## AIM OF THE TASK
Copy the text below about the Great Seneca Transit Network word for word, starting at the words "A new transit" and ending after the words "other key destinations.".

## TEXT PASSAGE
○ ○ ○ ○

A new transit network is coming to western Montgomery County that’s not quite bus rapid transit (BRT), but more rapid than the existing Ride On Bus. This is the Great Seneca Transit Network (GSTN), which will serve the fast-growing Great Seneca Science Corridor, including the Shady Grove Metro, the Universities at Shady Grove, Adventist Hospital, and other key destinations.
This relatively quick, inexpensive project might just be a blueprint for the kind of transit improvement that will make for a more sustainable, equitable region.
The GSTN will serve “an area of the county where there is a lot of new development happening, in particular biotech, healthcare and education,” said Joana Conklin, the Bus Rapid Transit Program manager for Montgomery County.
“This will connect a lot of really major job centers,” added Jane Lyons, Maryland Advocacy Manager at the Coalition for Smarter Growth. “A lot of the job growth that we’ve seen is in the Great Seneca Science Corridor” is car-dependent, “so bringing better transit will help guide that growth in a direction that is more transit oriented.”
Conklin also emphasized healthcare equity: “there’s a major Adventist hospital located in this area” that the new transit will serve.
The first two segments of the network are the Pink line, which will run from Shady Grove Metrorail Station to the Life Sciences Center near Shady Grove Hospital, and the Lime line that will operate from Shady Grove Metro to Crown Farm and the heart of the Life Sciences Center. They are scheduled to open in early 2025.
The county has already provided the full $26 million in funding, and over $30 million more will be needed to complete the network, which will include three additional lines serving Rockville Metro, the Kentlands, and other destinations.

○ ○ ○ ○

## INPUT DATA
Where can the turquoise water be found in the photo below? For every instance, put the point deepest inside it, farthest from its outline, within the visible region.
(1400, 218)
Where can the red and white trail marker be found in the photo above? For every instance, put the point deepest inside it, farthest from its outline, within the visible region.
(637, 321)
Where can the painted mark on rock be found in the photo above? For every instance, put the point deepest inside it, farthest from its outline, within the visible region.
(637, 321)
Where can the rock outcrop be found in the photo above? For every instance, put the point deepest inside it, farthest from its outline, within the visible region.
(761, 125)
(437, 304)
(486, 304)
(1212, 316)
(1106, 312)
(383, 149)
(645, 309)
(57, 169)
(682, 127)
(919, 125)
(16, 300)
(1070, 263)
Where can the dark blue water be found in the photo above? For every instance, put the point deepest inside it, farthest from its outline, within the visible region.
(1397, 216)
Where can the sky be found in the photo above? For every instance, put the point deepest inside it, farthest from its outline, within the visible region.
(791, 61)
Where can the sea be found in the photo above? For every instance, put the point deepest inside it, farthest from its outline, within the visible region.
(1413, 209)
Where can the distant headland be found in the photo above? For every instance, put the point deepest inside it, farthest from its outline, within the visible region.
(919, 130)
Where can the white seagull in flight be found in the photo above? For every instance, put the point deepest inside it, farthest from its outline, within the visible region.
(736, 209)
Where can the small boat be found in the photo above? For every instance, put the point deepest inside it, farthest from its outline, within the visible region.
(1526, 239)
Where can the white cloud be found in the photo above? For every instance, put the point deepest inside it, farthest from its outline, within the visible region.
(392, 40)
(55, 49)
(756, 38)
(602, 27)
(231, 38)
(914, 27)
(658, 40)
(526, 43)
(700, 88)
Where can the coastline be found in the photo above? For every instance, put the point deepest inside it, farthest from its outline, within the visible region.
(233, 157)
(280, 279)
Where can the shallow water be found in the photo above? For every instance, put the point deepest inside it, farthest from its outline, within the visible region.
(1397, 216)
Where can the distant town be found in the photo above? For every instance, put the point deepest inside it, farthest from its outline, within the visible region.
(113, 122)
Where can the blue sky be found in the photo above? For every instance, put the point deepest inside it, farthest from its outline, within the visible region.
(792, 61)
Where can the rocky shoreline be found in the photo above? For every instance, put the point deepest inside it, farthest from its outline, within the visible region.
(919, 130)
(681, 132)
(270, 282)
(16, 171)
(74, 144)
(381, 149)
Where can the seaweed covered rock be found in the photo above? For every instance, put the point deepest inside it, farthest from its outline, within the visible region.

○ ○ ○ ○

## OUTPUT BELOW
A new transit network is coming to western Montgomery County that’s not quite bus rapid transit (BRT), but more rapid than the existing Ride On Bus. This is the Great Seneca Transit Network (GSTN), which will serve the fast-growing Great Seneca Science Corridor, including the Shady Grove Metro, the Universities at Shady Grove, Adventist Hospital, and other key destinations.